> _TESTO DA LEGGERE_

Scuola: come si stanno comportando le altre nazioni nel resto d’Europa?

La sensazione che il Governo, rimandando a settembre ogni scelta sulla riapertura delle scuole, sia stato superficiale nei confronti dei bambini e dei genitori, se non addirittura ingiusto, mi assilla. Però mi guardo intorno e non vedo tutta questa preoccupazione. Anche il TG de La7, cui affido solitamente la sessione informativa serale, ieri sera non ha minimamente trattato l’argomento dell’assenza totale di un piano di riapertura delle scuole da parte del Governo. Eppure, di argomenti – tutti meritevoli di attenzione – legati alla cosiddetta Fase 2, ne ha toccati molti: congiunti, aziende, parrucchieri, estetiste, confessioni religiose e altro. Della scuola, ostinatamente, nessuno che abbia una minima cassa di risonanza vuole parlarne.

Ma allora, è solo una mia percezione questo senso di abbandono che provo pensando ai bambini in questi giorni? Sono solo io che a tavola ne parlo a bassa voce con mia moglie, per non farmi sentire dalla prole, perché – forse stupidamente – provo vergogna nel far capire che lo Stato non sta pensando a loro? Sono solo io a ritenere che sei mesi (sì, sei mesi) di lontananza dai banchi di scuola siano un’esagerazione anche di fronte alla più grande crisi dei nostri tempi?

> _DATI IN INGRESSO_

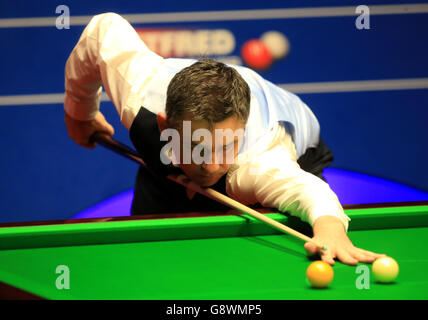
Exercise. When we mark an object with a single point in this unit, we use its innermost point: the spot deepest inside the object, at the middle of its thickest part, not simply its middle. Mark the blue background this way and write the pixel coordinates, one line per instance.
(383, 133)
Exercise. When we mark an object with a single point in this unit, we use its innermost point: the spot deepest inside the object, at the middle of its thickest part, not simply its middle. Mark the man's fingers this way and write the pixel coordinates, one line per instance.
(345, 257)
(311, 248)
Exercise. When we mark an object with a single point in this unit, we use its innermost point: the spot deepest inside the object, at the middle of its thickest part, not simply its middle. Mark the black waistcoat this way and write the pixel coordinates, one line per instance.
(153, 192)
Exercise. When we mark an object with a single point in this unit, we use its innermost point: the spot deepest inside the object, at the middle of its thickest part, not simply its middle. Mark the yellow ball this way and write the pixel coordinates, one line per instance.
(385, 269)
(319, 274)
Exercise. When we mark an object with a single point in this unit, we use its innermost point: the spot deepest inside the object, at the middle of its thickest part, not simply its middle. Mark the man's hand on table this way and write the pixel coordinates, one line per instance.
(81, 131)
(329, 231)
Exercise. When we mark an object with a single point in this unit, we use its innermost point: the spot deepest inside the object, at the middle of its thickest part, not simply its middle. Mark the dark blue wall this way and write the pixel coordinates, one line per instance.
(46, 176)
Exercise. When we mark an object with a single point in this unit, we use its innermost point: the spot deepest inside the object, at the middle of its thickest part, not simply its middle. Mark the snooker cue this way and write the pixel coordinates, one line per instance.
(110, 143)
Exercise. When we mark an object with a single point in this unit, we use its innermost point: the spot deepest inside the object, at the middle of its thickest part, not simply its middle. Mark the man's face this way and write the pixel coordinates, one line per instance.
(211, 155)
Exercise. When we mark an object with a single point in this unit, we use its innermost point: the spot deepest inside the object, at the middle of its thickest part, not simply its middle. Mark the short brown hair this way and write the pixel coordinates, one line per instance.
(208, 90)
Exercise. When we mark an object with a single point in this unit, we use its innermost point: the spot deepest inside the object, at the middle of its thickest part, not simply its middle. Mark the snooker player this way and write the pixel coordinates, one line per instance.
(278, 158)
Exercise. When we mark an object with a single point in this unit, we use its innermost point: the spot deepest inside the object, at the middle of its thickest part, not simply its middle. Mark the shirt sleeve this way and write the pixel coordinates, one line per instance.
(271, 176)
(109, 53)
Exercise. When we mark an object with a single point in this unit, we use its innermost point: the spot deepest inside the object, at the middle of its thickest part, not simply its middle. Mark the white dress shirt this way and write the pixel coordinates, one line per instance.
(111, 54)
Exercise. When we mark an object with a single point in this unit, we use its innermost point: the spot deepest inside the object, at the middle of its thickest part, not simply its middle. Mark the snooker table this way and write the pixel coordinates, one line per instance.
(205, 256)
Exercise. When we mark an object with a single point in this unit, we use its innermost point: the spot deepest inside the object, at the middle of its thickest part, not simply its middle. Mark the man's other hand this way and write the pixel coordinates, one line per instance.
(81, 131)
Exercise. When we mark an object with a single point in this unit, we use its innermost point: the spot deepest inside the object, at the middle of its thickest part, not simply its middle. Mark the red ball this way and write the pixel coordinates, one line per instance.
(256, 54)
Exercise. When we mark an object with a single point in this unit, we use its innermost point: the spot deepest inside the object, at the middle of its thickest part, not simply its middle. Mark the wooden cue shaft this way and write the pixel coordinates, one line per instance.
(215, 195)
(122, 149)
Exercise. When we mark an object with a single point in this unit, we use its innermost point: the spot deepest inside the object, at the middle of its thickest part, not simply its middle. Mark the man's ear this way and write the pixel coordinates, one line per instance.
(162, 123)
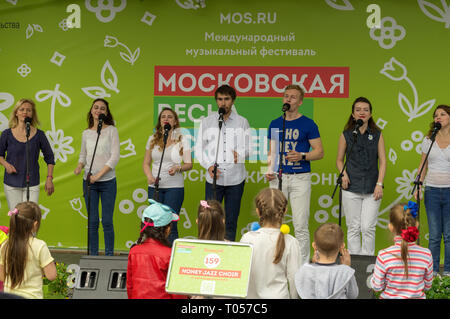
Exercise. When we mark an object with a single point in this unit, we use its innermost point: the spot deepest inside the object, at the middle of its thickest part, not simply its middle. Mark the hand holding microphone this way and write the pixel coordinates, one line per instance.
(28, 121)
(358, 124)
(167, 128)
(436, 128)
(101, 119)
(221, 113)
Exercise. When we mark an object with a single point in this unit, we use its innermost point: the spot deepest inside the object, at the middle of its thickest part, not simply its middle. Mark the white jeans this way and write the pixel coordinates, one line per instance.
(16, 195)
(297, 189)
(361, 212)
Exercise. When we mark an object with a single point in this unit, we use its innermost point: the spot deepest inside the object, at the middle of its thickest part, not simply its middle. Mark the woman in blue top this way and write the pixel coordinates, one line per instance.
(13, 144)
(362, 181)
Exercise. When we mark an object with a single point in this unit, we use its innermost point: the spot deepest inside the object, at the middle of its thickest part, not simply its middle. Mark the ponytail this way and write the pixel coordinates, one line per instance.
(271, 203)
(403, 219)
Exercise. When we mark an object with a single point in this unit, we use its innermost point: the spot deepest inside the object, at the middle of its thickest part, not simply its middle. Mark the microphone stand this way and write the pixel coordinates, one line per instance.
(418, 183)
(217, 153)
(27, 160)
(339, 180)
(88, 183)
(156, 193)
(280, 164)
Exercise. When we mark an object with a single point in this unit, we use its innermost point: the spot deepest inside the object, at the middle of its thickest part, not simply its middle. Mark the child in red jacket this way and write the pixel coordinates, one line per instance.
(148, 260)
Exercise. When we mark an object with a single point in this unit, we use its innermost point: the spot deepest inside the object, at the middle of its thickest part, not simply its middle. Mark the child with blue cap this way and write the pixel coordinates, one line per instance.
(149, 258)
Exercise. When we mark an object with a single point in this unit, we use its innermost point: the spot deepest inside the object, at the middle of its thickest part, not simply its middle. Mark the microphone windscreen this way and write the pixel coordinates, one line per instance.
(167, 127)
(102, 117)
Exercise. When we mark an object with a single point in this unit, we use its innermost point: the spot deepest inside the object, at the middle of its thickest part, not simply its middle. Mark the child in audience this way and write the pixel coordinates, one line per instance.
(276, 256)
(211, 220)
(23, 257)
(405, 269)
(149, 258)
(323, 278)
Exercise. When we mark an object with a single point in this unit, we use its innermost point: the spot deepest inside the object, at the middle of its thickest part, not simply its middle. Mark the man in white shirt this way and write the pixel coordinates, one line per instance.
(233, 148)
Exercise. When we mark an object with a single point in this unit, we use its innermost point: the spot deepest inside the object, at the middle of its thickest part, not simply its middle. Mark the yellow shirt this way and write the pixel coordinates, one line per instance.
(38, 257)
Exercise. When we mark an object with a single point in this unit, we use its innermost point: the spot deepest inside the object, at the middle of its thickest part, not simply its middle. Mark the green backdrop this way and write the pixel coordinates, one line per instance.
(142, 55)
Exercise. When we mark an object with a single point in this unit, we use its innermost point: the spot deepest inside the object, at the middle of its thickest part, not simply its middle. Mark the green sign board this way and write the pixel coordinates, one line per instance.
(209, 268)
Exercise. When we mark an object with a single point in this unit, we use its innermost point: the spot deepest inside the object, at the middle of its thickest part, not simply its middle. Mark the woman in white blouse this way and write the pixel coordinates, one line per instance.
(437, 189)
(177, 159)
(103, 178)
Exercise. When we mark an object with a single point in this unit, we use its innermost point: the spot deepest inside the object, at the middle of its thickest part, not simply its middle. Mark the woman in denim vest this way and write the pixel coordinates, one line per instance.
(362, 181)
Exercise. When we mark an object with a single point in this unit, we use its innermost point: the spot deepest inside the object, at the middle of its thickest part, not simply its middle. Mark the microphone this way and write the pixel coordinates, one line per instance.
(167, 128)
(221, 113)
(436, 128)
(101, 119)
(358, 124)
(28, 121)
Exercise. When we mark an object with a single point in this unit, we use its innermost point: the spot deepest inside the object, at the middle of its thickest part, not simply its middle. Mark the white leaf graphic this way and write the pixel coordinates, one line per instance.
(126, 57)
(29, 32)
(63, 99)
(37, 27)
(109, 77)
(404, 100)
(44, 95)
(346, 5)
(6, 100)
(136, 55)
(425, 107)
(95, 92)
(439, 15)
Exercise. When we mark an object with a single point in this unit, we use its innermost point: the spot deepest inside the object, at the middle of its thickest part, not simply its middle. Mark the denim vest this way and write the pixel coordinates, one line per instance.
(362, 163)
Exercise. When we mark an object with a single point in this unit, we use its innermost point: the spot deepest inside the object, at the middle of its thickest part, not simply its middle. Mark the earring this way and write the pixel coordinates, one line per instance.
(316, 256)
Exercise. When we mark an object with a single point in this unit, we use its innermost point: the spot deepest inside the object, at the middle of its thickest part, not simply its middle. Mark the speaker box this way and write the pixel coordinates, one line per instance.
(364, 266)
(101, 277)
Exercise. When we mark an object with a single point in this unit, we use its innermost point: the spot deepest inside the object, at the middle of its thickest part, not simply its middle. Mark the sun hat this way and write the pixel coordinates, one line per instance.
(160, 214)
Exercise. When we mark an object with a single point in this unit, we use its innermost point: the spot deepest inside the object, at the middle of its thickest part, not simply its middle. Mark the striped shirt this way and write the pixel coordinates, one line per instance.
(389, 273)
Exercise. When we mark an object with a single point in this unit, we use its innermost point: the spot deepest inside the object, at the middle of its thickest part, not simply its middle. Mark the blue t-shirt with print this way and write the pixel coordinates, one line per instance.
(298, 132)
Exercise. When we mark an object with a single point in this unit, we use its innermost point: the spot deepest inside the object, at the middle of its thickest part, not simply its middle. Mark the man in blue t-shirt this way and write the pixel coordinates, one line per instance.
(302, 144)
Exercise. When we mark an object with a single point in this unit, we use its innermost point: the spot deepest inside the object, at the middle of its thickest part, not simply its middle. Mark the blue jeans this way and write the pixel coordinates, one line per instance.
(106, 192)
(233, 196)
(437, 204)
(172, 197)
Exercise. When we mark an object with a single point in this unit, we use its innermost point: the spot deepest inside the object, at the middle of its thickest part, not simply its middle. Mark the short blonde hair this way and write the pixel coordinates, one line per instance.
(13, 122)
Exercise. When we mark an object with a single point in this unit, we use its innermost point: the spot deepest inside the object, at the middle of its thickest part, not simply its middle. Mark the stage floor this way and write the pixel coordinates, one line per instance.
(72, 256)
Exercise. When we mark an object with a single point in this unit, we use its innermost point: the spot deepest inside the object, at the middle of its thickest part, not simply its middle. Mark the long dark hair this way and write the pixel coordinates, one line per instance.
(156, 233)
(109, 120)
(158, 137)
(211, 224)
(444, 107)
(351, 120)
(15, 249)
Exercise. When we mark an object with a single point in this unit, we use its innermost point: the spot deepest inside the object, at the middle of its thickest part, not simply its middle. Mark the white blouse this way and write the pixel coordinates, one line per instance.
(438, 174)
(171, 158)
(269, 280)
(107, 153)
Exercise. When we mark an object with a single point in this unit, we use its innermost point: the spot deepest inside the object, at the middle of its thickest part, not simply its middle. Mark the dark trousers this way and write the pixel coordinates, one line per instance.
(232, 196)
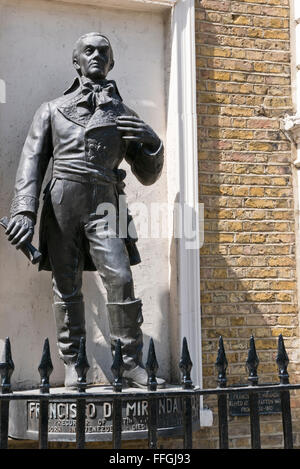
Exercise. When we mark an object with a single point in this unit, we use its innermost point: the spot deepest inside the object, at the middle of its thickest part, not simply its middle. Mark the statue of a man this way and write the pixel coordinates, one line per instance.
(88, 131)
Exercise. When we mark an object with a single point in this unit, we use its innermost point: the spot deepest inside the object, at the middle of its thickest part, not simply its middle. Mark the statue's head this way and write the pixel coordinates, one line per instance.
(93, 56)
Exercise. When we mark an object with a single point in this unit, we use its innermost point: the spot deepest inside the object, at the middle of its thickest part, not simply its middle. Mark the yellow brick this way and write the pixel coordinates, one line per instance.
(260, 146)
(242, 238)
(220, 273)
(283, 285)
(260, 296)
(284, 331)
(258, 238)
(259, 203)
(257, 191)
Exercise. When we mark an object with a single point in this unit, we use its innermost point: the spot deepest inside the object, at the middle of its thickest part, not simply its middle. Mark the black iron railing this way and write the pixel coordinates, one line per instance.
(186, 393)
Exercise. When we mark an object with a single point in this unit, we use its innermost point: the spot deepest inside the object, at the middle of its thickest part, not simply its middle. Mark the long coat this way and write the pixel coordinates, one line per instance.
(58, 132)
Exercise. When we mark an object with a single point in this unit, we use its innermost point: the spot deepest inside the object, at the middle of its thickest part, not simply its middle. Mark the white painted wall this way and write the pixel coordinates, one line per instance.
(36, 41)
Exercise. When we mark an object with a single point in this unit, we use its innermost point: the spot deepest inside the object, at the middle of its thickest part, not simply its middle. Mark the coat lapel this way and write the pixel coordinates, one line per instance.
(72, 112)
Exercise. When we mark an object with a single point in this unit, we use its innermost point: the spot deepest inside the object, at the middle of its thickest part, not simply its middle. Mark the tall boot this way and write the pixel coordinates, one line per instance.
(125, 320)
(70, 327)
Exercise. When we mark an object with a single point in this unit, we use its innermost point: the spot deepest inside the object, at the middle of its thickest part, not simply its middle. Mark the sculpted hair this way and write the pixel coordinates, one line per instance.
(77, 43)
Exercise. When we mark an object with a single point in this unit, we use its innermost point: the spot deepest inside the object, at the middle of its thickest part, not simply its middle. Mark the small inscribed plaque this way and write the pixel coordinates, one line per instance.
(268, 403)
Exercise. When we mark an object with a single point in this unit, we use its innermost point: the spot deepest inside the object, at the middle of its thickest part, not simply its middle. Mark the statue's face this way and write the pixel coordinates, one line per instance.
(93, 57)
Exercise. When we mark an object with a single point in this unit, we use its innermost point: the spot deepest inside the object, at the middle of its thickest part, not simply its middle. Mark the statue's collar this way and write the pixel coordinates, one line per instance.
(70, 107)
(79, 82)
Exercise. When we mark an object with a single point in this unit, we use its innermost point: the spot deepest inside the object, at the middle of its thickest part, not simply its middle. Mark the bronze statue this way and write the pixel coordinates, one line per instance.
(87, 131)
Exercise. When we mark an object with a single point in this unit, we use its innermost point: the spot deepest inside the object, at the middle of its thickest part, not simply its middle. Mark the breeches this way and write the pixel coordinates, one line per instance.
(75, 225)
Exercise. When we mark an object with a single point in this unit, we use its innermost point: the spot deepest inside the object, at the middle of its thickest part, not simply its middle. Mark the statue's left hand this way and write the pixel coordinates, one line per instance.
(20, 229)
(134, 129)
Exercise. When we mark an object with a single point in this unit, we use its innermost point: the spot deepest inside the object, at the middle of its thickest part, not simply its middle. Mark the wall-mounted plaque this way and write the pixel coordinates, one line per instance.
(24, 418)
(268, 403)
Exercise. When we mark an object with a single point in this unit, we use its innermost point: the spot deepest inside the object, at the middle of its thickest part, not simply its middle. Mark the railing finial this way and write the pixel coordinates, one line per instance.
(151, 367)
(186, 365)
(252, 363)
(45, 367)
(282, 361)
(6, 368)
(221, 364)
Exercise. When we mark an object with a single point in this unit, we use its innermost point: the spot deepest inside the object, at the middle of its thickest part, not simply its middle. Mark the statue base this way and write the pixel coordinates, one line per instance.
(24, 416)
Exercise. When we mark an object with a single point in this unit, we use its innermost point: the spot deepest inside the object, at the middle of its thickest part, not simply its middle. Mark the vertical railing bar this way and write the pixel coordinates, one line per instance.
(81, 367)
(286, 419)
(223, 421)
(187, 423)
(117, 369)
(45, 369)
(4, 416)
(117, 423)
(185, 366)
(221, 365)
(254, 420)
(252, 365)
(43, 423)
(80, 423)
(282, 361)
(152, 423)
(6, 370)
(151, 368)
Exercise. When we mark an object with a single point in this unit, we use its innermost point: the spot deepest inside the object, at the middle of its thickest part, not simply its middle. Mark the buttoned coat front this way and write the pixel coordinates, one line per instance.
(58, 133)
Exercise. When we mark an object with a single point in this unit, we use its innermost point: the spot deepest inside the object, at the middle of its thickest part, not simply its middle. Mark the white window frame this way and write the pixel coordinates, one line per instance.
(182, 142)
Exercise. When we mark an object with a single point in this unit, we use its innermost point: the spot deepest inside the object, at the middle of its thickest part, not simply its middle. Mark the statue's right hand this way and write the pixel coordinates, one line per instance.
(20, 229)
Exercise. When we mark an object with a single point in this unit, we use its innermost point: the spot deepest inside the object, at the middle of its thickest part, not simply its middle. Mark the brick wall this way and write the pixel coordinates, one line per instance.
(248, 276)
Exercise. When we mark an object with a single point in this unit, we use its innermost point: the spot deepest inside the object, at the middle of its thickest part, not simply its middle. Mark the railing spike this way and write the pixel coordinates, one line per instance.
(186, 365)
(282, 361)
(82, 366)
(45, 367)
(118, 367)
(221, 364)
(6, 368)
(151, 367)
(252, 363)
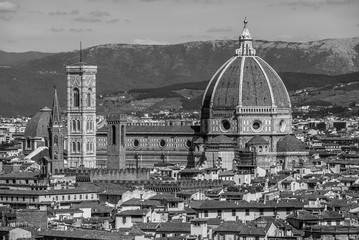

> _DA SVOLGERE_
[A] Nel testo sulla scuola, perché chi scrive ne parla a tavola con la moglie a bassa voce? Rispondi in una, due o tre frasi.
[B] Estrai dall'elenco tutte le righe che contengono la stringa "dark", distinguendo tra maiuscole e minuscole.

> _SOLUZIONI PER CONSEGNA_
[A] Chi scrive abbassa la voce per non farsi sentire dai figli. Prova infatti vergogna nel far capire loro che lo Stato non sta pensando a loro.

[B]
Exercise. When we mark an object with a single point in this unit, we use its innermost point: the spot deepest inside the object, at the middle of its thickest part, not simply its middle. Mark the dark blue wall this way and write the pixel coordinates, one line per instance.
Exercise. When we mark an object with a single point in this unit, we use its innermost point: the spot deepest inside the object, at the middle of its thickest part, not simply its middle. Mark the long dark hair this way and write the pixel coordinates, one line per instance.
Exercise. When we mark an object with a single point in this unit, we use its innermost point: the spot deepest inside the object, at the middle of its thickest part, not simply its middle. Mark the dark trousers this way and write the pixel coordinates, one line per instance.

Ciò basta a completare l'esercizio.